• **TEXT SHOWN**
-------------------------

Palestinians and Israelis marched together in Tel
Aviv: in the U.S. everyone from Republicans to
socialists to anarcho-punks shared the streets.
And most of these hundreds of events took place
with, apparently, fairly minimal governmental repression.
New York was an exception.
New York, the largest city in the country that presumably
shines as a beacon of global democracy, refused
to grant the organizers of the protest a permit
for a march. Only a stationary rally was allowed.
The denial of the march was only one feature in a campaign of harrassment, that included the circulation of a rumor on the day before the rally that the event had been cancelled, a Code Orange terrorist alert that stationed military guards in the subways armed with automatic rifles, the denial of permission to rent portable toilets for the masses expected at the rally, the mysterious rerouting of subways and busses on the morning of the rally, the cut-off of the phones in the United for Peace and Justice office during the rally, and a repressive, heavy-handed and sometimes brutal police presence that penned the official rally behind barricades and prevented thousands from even getting there.
New York has the largest police force in the world:
forty thousand strong. When they decide to control
public space, they have enormous resources with
which to do so, and generally succeed.
But not last Saturday.
On Saturday something like sixty different feeder
marches started from various points in the city
to march to the rally. Many of them intended to
stay within the law by marching on the sidewalk—an
activity that does not require a permit.
Some took the streets.
Taking the streets was, technically, an act of civil
disobedience, a conscious breaking of a law that
is unjust or unfairly applied. In this case, many
of us felt that the law preventing us from marching
as a unified whole was violating our constitutional
rights to freedom of speech and assembly. And that
if we did not defend our public and political space
at this crucial moment, that space would rapidly
be taken away.
The Performing Arts March and the Labor March were
able to take the streets and march to the rally
without incident. The police simply stood back and
let them go.
The students were not so favored. I was with the
students’ contingent that gathered at Union Square
around ten in the morning. A march from New York
University joined up with us, and together we headed
out on Fourteenth Street, on the sidewalk until
Sixth Avenue, when we swarmed out into the street.
We marched triumphantly up the avenue, in a fast-paced, exuberant mass that was impossible to slow down, though some of us were trying in order to keep the whole crowd of several thousand together.
Around Twenty-first street, the police met us with
a line of cops that stretched across the road.
We were ordered to get back on the sidewalk or face
arrest. The police were being provocative, pushing
and shoving us with their nightsticks, and the students
were doing an admirable job of restraining themselves
from fighting back. Instead, they turned a corner,
swarmed onto a side street, ducked through a parking
lot at a dead run and came out onto another street.

-------------------------

• **SUPPLIED RECORDS**
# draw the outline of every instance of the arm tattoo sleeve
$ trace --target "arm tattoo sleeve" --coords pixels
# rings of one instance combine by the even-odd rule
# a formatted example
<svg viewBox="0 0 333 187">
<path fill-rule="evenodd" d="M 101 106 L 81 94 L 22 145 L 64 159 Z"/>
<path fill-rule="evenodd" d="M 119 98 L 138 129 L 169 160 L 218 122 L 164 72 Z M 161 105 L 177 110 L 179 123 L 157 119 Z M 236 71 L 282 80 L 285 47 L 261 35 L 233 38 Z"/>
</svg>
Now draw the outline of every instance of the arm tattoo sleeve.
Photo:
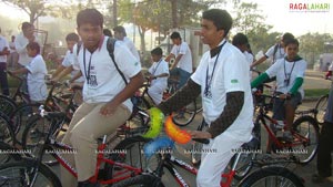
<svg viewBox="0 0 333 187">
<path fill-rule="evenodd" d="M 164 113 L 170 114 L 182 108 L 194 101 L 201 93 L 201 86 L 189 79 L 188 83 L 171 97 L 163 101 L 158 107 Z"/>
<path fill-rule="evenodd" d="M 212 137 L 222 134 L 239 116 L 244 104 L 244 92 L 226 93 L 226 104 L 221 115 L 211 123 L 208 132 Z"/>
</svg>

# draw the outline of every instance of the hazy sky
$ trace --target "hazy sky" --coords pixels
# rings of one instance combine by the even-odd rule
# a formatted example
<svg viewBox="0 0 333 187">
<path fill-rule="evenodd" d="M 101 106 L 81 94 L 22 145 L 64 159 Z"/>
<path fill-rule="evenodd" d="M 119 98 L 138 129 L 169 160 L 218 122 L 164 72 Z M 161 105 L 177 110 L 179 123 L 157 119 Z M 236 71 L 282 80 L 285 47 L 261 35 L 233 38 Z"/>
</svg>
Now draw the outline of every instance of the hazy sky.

-------------------------

• **PROBLEMS AND TASKS**
(a) In the account of the New York antiwar rally, how large is the city's police force said to be?
(b) Carry on the account of the New York antiwar rally from the point where it stops.

• **TASK-BY-TASK OUTPUTS**
(a) Forty thousand strong.

(b)
Some of the march was left behind, but it formed
another column to go snake-marching through the
side streets.
We met up again on Fifth Avenue, but then got pushed onto Twenty-third Street and trapped by a line of cops in front and back. I saw one young man pushed to the ground with five cops kneeling on him, twisting his arms behind his back to cuff him.
The street was crowded with masses of students,
and the police decided to run a line of horses through
in order to split the crowd and push people back
onto the sidewalks. The horses, some of which seemed
under only very shaky control, trotted through the
crowd, and then the cops announced that they were
only going to let people out in small groups, about
fifty at a time. Our group got split—half of us
were squeezed out and the other half prevented from
leaving. The cops forced the groups that left to
move on, in order to prevent us massing together
again.
Our small contingent marched up to the Main Library,
on Forty-second Street, where we met up with some
of the lost members of our group, and continued
up toward the Rally Zone.The police had barricades
on all the streets leading east through the Fifties
at Lexington Avenue. People were not being allowed
to go through to join the rally.
Many people were upset and angry, but overall the
mood was creative and determined. Our group went
into a Dunkin’ Donuts to pee—and discovered we could
simply exit through the side door onto the street
behind the barricade. We went on to Third Street,
which was packed with masses of people who were
simply holding their own rally in the street. There
were performers up on kiosks doing skits in giant
masks, radical cheerleaders dressed in pajamas with
pillows shouting ‘Nuclear War—that’s not right!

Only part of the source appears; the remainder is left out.